Description of the task — Reproduce the records word for word, apart from the images they contain.

◇ ◇ ◇

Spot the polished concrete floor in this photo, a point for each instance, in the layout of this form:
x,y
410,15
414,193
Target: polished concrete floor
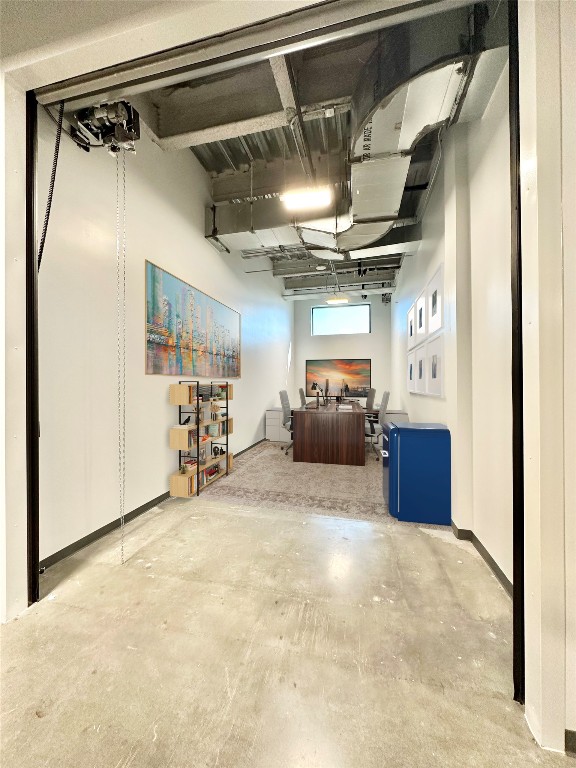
x,y
243,637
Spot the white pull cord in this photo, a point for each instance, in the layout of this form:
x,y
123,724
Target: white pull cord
x,y
121,334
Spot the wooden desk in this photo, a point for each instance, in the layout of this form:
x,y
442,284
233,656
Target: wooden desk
x,y
327,435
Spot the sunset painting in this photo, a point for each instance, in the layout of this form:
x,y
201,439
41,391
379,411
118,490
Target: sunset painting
x,y
350,378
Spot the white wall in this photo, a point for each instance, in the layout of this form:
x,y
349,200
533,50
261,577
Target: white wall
x,y
166,198
444,243
375,345
489,185
466,229
39,65
568,67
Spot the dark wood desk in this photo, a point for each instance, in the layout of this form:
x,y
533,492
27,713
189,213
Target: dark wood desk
x,y
327,435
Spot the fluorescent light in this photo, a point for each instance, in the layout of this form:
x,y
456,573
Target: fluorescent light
x,y
307,199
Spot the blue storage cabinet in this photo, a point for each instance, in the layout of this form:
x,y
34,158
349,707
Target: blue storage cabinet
x,y
416,468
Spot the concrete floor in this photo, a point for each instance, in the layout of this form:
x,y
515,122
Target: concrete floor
x,y
241,637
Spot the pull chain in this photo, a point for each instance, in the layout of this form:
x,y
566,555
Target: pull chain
x,y
121,335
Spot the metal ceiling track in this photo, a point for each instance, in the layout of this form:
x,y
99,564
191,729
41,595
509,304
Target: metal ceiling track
x,y
324,23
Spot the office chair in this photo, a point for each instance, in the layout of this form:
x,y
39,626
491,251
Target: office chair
x,y
370,399
286,417
373,425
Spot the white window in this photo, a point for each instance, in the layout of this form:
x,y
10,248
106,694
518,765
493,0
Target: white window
x,y
350,318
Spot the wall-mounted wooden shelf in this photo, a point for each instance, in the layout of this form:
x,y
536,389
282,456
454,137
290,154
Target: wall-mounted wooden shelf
x,y
194,439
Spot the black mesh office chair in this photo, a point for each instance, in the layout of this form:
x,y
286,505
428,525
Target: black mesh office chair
x,y
373,425
286,417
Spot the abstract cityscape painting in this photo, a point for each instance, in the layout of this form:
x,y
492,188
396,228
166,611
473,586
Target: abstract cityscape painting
x,y
187,332
335,377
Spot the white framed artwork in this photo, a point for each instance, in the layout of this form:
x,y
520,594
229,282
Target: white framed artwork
x,y
435,303
435,366
421,324
420,369
411,371
411,326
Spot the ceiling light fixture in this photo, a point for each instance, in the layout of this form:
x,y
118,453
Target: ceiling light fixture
x,y
307,199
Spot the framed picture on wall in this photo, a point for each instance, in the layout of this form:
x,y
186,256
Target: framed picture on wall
x,y
421,318
411,372
188,333
435,366
420,369
435,302
411,326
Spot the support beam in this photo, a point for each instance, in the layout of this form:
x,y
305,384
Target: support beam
x,y
287,90
272,178
224,132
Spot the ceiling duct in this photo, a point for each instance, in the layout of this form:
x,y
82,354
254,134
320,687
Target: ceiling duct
x,y
415,81
409,86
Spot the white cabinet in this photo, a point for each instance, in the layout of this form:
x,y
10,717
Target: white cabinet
x,y
275,432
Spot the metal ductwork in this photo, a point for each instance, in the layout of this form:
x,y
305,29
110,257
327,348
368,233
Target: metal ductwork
x,y
412,86
409,86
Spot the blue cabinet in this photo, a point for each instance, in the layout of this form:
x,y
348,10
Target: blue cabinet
x,y
416,469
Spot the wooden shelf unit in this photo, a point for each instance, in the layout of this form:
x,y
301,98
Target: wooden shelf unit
x,y
196,403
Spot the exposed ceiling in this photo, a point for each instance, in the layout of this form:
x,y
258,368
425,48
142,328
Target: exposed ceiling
x,y
363,113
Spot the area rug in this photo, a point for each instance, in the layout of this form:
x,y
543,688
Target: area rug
x,y
264,476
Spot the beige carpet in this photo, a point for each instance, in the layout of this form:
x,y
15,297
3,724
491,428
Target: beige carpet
x,y
265,477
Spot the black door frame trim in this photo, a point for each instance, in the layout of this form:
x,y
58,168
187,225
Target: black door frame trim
x,y
32,389
518,629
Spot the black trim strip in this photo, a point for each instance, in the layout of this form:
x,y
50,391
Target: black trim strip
x,y
518,631
467,535
98,534
32,398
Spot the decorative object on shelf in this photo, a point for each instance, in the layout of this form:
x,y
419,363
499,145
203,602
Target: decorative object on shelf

◇ ◇ ◇

Written response —
Spot the polished concrete floor in this photo, a point for each instance, in the layout of this form:
x,y
410,15
414,193
Target: polished concrete floor
x,y
243,637
Spot the white pull cord in this photo, a point for each instance, in the layout of this form:
x,y
123,724
Target: white pull cord
x,y
121,334
Spot the wooden desk in this photo, a point for each instance, in the layout of this form:
x,y
442,284
233,656
Target: wooden desk
x,y
327,435
Spot the sunset painting in this photo, a point for each instance, in the layout of this form:
x,y
201,439
41,391
379,411
118,490
Target: sunset painting
x,y
350,378
Spot the white wall in this photo, a point for each instance, in the layout of this form:
x,y
349,200
533,50
261,577
Target: white wall
x,y
166,198
444,243
375,345
489,185
466,229
39,65
568,67
Spot the dark wood desk in this photo, a point for each instance, in the layout of this form:
x,y
533,492
27,713
189,213
Target: dark wood desk
x,y
327,435
Spot the fluorescent light in this photo, a point for each instance, in the layout of this form:
x,y
456,573
Target: fluorescent light
x,y
307,199
Spot the blue storage cabinet in this photo, a point for each instance, in the layout of this form:
x,y
34,158
349,707
Target: blue storage cabinet
x,y
416,468
Spot the concrete floor in this photo, a point for each instance, in the layout of this form:
x,y
515,122
Target: concrete floor
x,y
241,637
Spot the pull chain in this photo, a point for each instance, in the layout of this form:
x,y
566,555
Target: pull chain
x,y
121,335
Spot the metal ceiling track in this photo, a point for each instance, in the layout of this form:
x,y
99,564
191,729
41,595
509,304
Target: metal ceiling track
x,y
324,23
Spot the office chair in this photo, a point for each instance, in the layout of this form:
x,y
39,626
491,251
Target: office chair
x,y
370,399
286,417
373,425
Spot the white window in this photo, a point for each instance, in the layout of this form:
x,y
10,248
106,694
518,765
493,0
Target: white window
x,y
350,318
Spot the wall-mounted wooden shelf in this photo, a point for each instance, in the layout of this form:
x,y
536,389
282,456
454,137
290,154
Target: wall-mounted wooden shelf
x,y
194,439
Spot the black mesh office chair in this photo, a point for each instance, in the layout of this form:
x,y
286,505
428,525
Target: black mesh office chair
x,y
373,425
286,417
Spot the abstract cityscape painting in this photo, a point for each instance, in the layout of this form:
x,y
492,188
396,228
166,611
473,586
Target: abstract cityscape painting
x,y
187,332
335,377
Spot the white framed artwork in this photo, a point for each instance, in the layout of this form:
x,y
520,594
229,282
Target: white framed artwork
x,y
435,303
435,366
421,324
420,369
411,371
411,326
Spot the ceiling light fixture in this photo, a point for each instance, in the layout of this form:
x,y
118,453
Target: ceiling light fixture
x,y
307,199
Spot the framed picture on wall in this photo, a point for each instance, in the layout of this form:
x,y
186,256
Target: framed picture on wall
x,y
421,318
411,372
188,333
435,366
420,369
435,302
411,326
Spot the support beam in this photo, a point for each instance, in the layout of this form:
x,y
305,384
Target: support beam
x,y
287,90
272,178
224,132
Spot the ceiling duct in this photo, a point for each instance, in the layout of this form:
x,y
82,354
254,134
320,687
Target: ceiling duct
x,y
415,81
409,86
Spot the white cabinet in this photo, a point for each instance, in the layout of this form:
x,y
10,717
Target: white cabinet
x,y
275,432
Spot the metal ductwork in this photo, a point for each instance, in the layout of this form:
x,y
305,29
110,257
327,348
368,233
Target: metal ductwork
x,y
412,86
409,86
Spot the blue cabinet in this photo, a point for each instance, in the layout of this form:
x,y
348,10
Target: blue cabinet
x,y
416,469
Spot the wooden shelf unit in this photo, a point for each instance, in the layout of this form:
x,y
301,98
Target: wooden shelf unit
x,y
196,403
Spot the exposed ceiling in this photo, a point for each instance, in the layout of this form:
x,y
258,368
425,48
142,328
Target: exposed ceiling
x,y
363,113
Spot the area rug in this photo, a point for each instance, in the layout of this form:
x,y
543,688
Target: area rug
x,y
264,476
Spot the beige carpet in this photo, a point for each instance, in the layout of this form:
x,y
15,297
3,724
491,428
Target: beige carpet
x,y
265,477
Spot the black door frame trim in this photo, a point for each instance, in the layout of this form:
x,y
58,168
187,225
Target: black door frame trim
x,y
32,389
518,629
Spot the black trim strip in this photo, a point for each instance, in the layout of this form:
x,y
50,391
Target: black trim strip
x,y
518,631
467,535
98,534
32,398
Spot the decorative object on shelf in this photo, a point for each instance, in the layout of this form:
x,y
419,363
499,145
203,602
Target: decorative object on shelf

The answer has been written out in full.